__Excerpt__:
-- BEGIN --

This is a system of differential equations which must be satisfied by any path that is stationary with respect
to $f$.

In SICM's functional notation, the Euler-Lagrange system of equations is
\begin{align*}
    (\del_1 f \circ \Gamma[q]) - D(\del_2f \circ \Gamma[q]) = 0,
\end{align*}
where
\begin{itemize}
\item $\Gamma$ is a function mapping time to the tuple of arguments taken by $f$, i.e. $\Gamma[q](t) = (t, y(t), y'(t))$,
\item $\del_1$ refers to the partial derivative with respect to position and $\del_2$ is with respect to velocity
  (zero-based indexing of positional arguments).
\end{itemize}

So, any path $q$ for which the action is stationary satisfies the Euler-Lagrange system of differential
equations. And what those equations say is the following:
\begin{enumerate}
\item Recall that $f$ is a function of time, position and velocity values at a single moment in time.

\item Compute the partial derivative function of $f$ with respect to the position argument. Note that this is a
  function of time, position and velocity; its output is a real number (the slope of a certain tangent line to
  the real-valued $f$ surface).

-- END --

__Objectives__:
A) Please sum up the excerpt in two sentences.
B) Answer these questions from the excerpt:
(i) What does Γ[q](t) equal?
(ii) With respect to which quantity is the partial derivative with subscript 2 taken?
(iii) What is the output of the partial derivative function of f with respect to the position argument?
C) List the values that f is a function of, according to the excerpt.

__Stored records__:
-- BEGIN --

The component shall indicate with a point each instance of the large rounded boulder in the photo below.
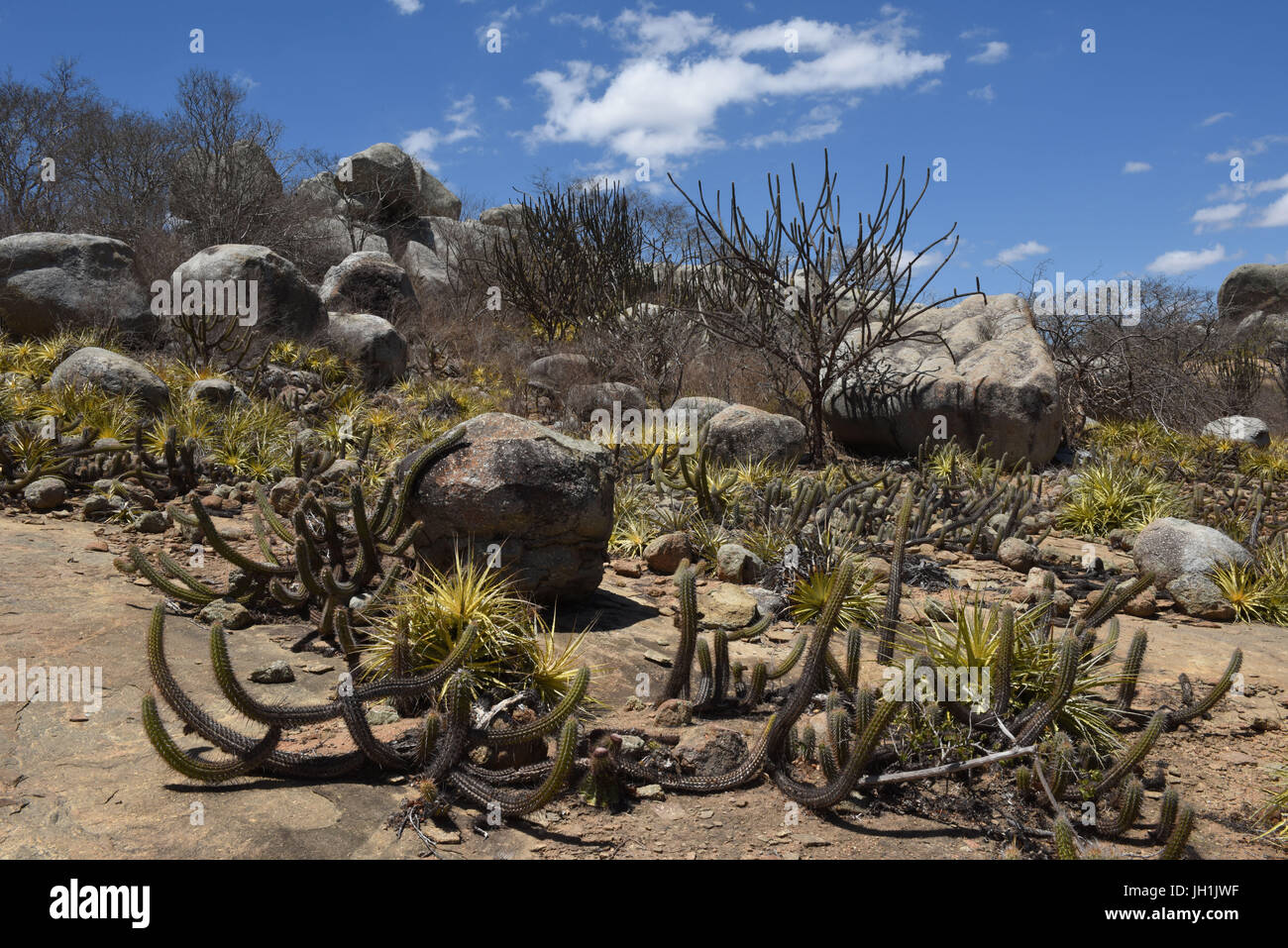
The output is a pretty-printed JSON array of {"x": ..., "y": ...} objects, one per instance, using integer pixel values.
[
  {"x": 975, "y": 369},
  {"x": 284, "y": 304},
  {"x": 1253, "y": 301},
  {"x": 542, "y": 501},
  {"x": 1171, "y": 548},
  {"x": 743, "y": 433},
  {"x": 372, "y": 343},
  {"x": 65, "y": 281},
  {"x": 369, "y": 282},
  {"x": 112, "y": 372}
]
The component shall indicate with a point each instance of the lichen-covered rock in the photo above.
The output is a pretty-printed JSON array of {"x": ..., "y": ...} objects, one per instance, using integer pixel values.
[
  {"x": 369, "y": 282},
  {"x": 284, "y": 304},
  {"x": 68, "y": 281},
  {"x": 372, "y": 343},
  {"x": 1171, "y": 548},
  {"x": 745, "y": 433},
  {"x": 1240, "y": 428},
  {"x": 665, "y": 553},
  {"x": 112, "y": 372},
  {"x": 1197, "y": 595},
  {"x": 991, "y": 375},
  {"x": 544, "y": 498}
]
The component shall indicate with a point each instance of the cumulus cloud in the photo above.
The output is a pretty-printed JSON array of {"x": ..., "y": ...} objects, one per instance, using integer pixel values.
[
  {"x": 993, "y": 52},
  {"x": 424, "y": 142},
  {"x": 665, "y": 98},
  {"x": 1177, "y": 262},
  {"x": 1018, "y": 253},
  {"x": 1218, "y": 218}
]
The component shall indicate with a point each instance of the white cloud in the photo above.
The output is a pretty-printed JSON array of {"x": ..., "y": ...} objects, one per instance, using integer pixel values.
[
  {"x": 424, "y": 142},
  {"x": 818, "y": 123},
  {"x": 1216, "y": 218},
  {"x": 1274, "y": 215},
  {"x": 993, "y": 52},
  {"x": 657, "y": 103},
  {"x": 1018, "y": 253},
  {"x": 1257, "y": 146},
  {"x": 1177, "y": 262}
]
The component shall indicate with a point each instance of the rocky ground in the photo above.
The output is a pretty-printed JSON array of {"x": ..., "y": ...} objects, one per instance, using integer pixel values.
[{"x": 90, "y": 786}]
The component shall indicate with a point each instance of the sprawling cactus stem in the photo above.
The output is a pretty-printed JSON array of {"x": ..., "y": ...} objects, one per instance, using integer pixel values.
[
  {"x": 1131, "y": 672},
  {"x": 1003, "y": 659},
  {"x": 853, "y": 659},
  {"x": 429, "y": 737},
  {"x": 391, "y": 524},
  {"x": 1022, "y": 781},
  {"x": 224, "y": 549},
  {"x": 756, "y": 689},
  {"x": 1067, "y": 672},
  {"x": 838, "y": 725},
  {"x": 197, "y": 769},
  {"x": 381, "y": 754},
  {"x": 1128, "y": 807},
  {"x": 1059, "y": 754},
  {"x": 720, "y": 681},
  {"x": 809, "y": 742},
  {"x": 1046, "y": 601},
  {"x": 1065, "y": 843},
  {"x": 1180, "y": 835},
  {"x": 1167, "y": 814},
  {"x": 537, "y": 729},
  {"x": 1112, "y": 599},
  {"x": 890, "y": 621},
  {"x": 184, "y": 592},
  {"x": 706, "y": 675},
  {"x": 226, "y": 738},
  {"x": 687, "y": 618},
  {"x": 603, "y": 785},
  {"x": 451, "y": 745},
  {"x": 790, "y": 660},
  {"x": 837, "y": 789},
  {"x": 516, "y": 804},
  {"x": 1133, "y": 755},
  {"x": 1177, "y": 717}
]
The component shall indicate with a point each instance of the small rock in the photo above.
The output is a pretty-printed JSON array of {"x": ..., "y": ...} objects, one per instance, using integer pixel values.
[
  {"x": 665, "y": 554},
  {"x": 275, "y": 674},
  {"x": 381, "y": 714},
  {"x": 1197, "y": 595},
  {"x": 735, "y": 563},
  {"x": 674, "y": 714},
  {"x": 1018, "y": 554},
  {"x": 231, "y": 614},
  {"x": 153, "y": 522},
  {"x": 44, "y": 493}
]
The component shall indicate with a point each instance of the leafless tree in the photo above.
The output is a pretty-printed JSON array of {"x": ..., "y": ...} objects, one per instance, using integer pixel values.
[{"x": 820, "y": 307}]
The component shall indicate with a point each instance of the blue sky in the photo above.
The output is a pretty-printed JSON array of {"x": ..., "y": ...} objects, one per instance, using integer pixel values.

-- END --

__Responses to the exercise__:
A) The excerpt gives the Euler-Lagrange system of differential equations, which any path stationary with respect to f must satisfy, in SICM's functional notation, using Γ to map time to the tuple of arguments taken by f and partial derivatives with respect to position and velocity. It then begins explaining what the equations say, recalling that f is a function of time, position and velocity at a single moment and describing the partial derivative of f with respect to position as a function whose output is a real number.

B)
(i) (t, y(t), y'(t))
(ii) Velocity
(iii) A real number, the slope of a certain tangent line to the real-valued f surface

C) Time, position, velocity